> _Your objective_:
Exactly as written, return all the data, leaving its pictures behind.

> _Source material_:
+++++

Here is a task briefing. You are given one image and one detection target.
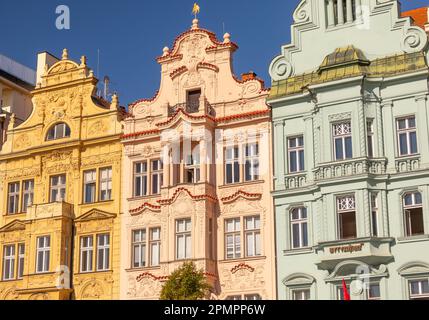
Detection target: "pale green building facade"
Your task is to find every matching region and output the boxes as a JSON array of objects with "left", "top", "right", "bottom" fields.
[{"left": 269, "top": 0, "right": 429, "bottom": 300}]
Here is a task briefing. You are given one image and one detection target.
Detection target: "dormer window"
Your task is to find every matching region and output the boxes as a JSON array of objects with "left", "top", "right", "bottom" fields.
[{"left": 46, "top": 123, "right": 71, "bottom": 141}]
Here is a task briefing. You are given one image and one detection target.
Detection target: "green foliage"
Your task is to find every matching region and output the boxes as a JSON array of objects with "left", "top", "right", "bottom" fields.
[{"left": 160, "top": 262, "right": 211, "bottom": 300}]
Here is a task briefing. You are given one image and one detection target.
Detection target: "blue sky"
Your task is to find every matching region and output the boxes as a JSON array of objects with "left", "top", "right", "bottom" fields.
[{"left": 0, "top": 0, "right": 426, "bottom": 105}]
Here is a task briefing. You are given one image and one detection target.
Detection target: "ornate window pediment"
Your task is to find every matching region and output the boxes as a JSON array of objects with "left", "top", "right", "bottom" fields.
[
  {"left": 398, "top": 262, "right": 429, "bottom": 276},
  {"left": 75, "top": 209, "right": 117, "bottom": 222}
]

+++++

> _Solution to the problem_:
Here is a task briefing. You are given one image and one detection target.
Detection target: "pale green building facade"
Your task is to find every matching region and output the boxes as a JSON array of objects with "left", "top", "right", "bottom" fields.
[{"left": 269, "top": 0, "right": 429, "bottom": 300}]
Here is a task briefing. You are given one image and one detection target.
Detection target: "dormer window"
Your task is to find every matching region and output the boxes as a JSON array of objects with "left", "top", "right", "bottom" fields.
[{"left": 46, "top": 123, "right": 71, "bottom": 141}]
Here is a task briefing. You are given one image and one detection target.
Detection target: "green foliage"
Your task is to find every matching region and output the boxes as a JSON array of objects with "left", "top", "right", "bottom" fields.
[{"left": 160, "top": 262, "right": 211, "bottom": 300}]
Here is a task briefing. You are given one image and one detection target.
Detection target: "blue sky"
Your task is to find every matching region and output the boxes as a JSON array of objects with "left", "top", "right", "bottom" fields.
[{"left": 0, "top": 0, "right": 426, "bottom": 105}]
Here is a task briefing. You are given one image and one detection target.
Detection target: "ornate window pediment"
Your task is to find every matching region and output the boxes as a JSON array of objects with "left", "top", "right", "bottom" fields.
[
  {"left": 398, "top": 262, "right": 429, "bottom": 276},
  {"left": 75, "top": 209, "right": 117, "bottom": 222}
]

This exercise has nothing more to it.